Supplied passage:
····················

[b]Date: 19th May 2025.[/b]
[b]Global Markets Slide After US Credit Rating Downgrade, Weak Chinese Data Add to Investor Jitters.[/b]
Asian markets fell today while US futures and the dollar weakened, as global investors digested Moody’s downgrade of the US sovereign credit rating. The move came in response to the US government's persistent struggle to control rising debt, currently sitting at $36 trillion.
US Credit Rating Downgrade Sends Ripples Through Global Markets
Moody’s cut the US sovereign credit score from its long-held AAA rating to Aa1 — the first downgrade since 1917. The rating agency cited worsening fiscal conditions, a widening deficit, and increasing concerns over the government's capacity to manage its debt obligations. It follows earlier warnings in 2023 and echoes similar concerns raised by Fitch and S&P in previous years.
The downgrade hit global sentiment hard. The futures for the S&P 500 slid 0.9%, while those for the Dow Jones Industrial Average declined 0.6%. The US dollar weakened, dipping to 145.14 yen from 145.65 yen, while the euro remained flat at $1.1183.
Asian Markets Under Pressure Amid Weak China Data
Chinese equities slipped after fresh data revealed slower-than-expected economic growth. April retail sales in China rose just 5.1% year-on-year, missing forecasts, while industrial output growth eased to 6.1% from 7.7% in March. The slowdown raises concerns over excess inventories and reduced domestic demand, particularly in the wake of the ongoing US-China trade tensions.
The Hang Seng in Hong Kong fell 0.7% to 23,184.74, and Shanghai’s Composite Index edged down 0.2% to 3,361.72. Japan’s Nikkei 225 dropped 0.4%, Korea’s Kospi lost 1%, and Taiwan’s Taiex shed 0.8%. Australia’s ASX 200 declined 0.1%.
Adding to the pessimism, China’s property market showed no signs of recovery, with new home prices unchanged in April, marking nearly two years of stagnant growth despite government support efforts.
Trade War Uncertainty Looms Over Markets
Tensions between the US and its trading partners continue to add volatility. Treasury Secretary Scott Bessent warned that President Donald Trump would impose tariffs on countries not negotiating in ‘good faith.’ Although Bessent did not clarify what qualifies as ‘good faith,’ he stated that letters outlining tariff rates would be sent to non-compliant nations.

····················

Entries shown:
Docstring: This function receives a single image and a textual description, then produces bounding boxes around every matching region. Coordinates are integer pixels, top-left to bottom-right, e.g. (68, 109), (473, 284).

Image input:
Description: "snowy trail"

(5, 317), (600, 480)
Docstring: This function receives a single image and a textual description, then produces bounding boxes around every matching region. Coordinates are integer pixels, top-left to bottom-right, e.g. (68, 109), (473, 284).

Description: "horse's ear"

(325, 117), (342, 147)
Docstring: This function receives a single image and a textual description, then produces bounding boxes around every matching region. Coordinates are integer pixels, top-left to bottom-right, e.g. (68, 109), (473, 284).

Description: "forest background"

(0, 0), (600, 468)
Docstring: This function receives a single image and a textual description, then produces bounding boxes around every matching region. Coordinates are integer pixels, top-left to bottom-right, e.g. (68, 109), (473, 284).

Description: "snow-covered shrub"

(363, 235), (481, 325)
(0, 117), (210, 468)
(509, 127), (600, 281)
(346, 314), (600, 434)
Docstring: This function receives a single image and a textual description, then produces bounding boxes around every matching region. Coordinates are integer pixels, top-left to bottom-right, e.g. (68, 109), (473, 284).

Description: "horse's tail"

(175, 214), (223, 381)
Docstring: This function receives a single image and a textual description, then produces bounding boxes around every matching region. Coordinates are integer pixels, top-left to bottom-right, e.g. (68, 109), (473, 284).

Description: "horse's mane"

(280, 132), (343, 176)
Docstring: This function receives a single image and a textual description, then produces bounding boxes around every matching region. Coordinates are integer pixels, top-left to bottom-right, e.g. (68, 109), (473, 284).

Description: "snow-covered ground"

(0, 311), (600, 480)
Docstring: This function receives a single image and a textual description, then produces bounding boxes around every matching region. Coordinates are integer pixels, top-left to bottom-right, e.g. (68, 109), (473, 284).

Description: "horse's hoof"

····················

Challenges:
a) What is the sentence "The downgrade hit global sentiment hard." from the market report in Spanish?
b) Can you write out the part of the market report that begins at the words "US Credit Rating Downgrade Sends" and stops after "in previous years."?
The listing was taken from a separate source.

Solutions to the tasks:
a) La rebaja golpeó con dureza el sentimiento global.

b)
US Credit Rating Downgrade Sends Ripples Through Global Markets
Moody’s cut the US sovereign credit score from its long-held AAA rating to Aa1 — the first downgrade since 1917. The rating agency cited worsening fiscal conditions, a widening deficit, and increasing concerns over the government's capacity to manage its debt obligations. It follows earlier warnings in 2023 and echoes similar concerns raised by Fitch and S&P in previous years.